--- TEXT ---
Multiplying and dividing rational expressions# Dividing rational expressions

When we divide rational expressions, we multiply the dividend (the first expression) by the reciprocal of the divisor (the second expression). We can also see if we can reduce the quotient to lowest terms. This is very similar to dividing fractions, only we also have to think about the domain while we do it. Created by Sal Khan.

## Want to join the conversation?

- I think there is a mistake here. If you graph this expression on Desmos, the x=6 is defined. So I'm guessing the expression should be seen directly as a multiplication hence the yellow expression is not in the denominator. And Yes, the others, x=-4,x=4,x=-5 are undefined when you graph it on Desmos.(3 votes)
- You are correct, Sal does not consider that the denominator of the denominator (when dividing fractions) actually becomes the numerator of the simplification. Thus, it is not really in the denominator, but numerator. Since this video appears to be new and you are the first to discover this, you should go to the help center and report this error so they can add a correction box.(2 votes)

- At the4:24mark, after the expression is factored, Sal list the constraints for the numerator in purple that make the expression zero. However, he says one doesn't have to list any constraints that are in green because he says you can divide zero by other things. I don't understand!

Thanks in advance.(1 vote)- We are dealing with a fraction that is being divided by a second fraction.

If the denominator of either fraction is zero, then that fraction (and thereby the entire expression) is undefined.

So, neither the expression in red nor the expression in yellow can be equal to zero.

If the numerator of the second fraction is zero and the denominator isn't, then that fraction will evaluate to zero,

which means we are dividing the first fraction by zero

and the entire expression is again undefined.

So, the expression in purple can't be equal to zero either.

This leaves us with the possibility that the expression in green is zero, while none of the others are.

This way, the first fraction will evaluate to zero and the second fraction will evaluate to some non-zero number,

which means we are dividing zero by a non-zero number

and thereby the entire expression will evaluate to zero.

So, the green expression can be equal to zero.(1 vote)
---
— WHAT YOU NEED TO DO —
(a) List every color that the rational expressions page uses to refer to an expression.
(b) Summarize the rational expressions page in two sentences.
--- ENTRIES SHOWN ---
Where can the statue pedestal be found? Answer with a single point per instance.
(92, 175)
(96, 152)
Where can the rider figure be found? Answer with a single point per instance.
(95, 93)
---
— ANSWERS IN ORDER —
(a) Yellow, purple, green, red

(b) Dividing rational expressions means multiplying the dividend by the reciprocal of the divisor and then reducing the quotient to lowest terms, much as with fractions, while also keeping track of the domain. In the comments, one user notes that x=6 is actually defined because the yellow expression does not end up in the denominator, and another explains that the green expression may equal zero while the red, yellow, and purple ones cannot.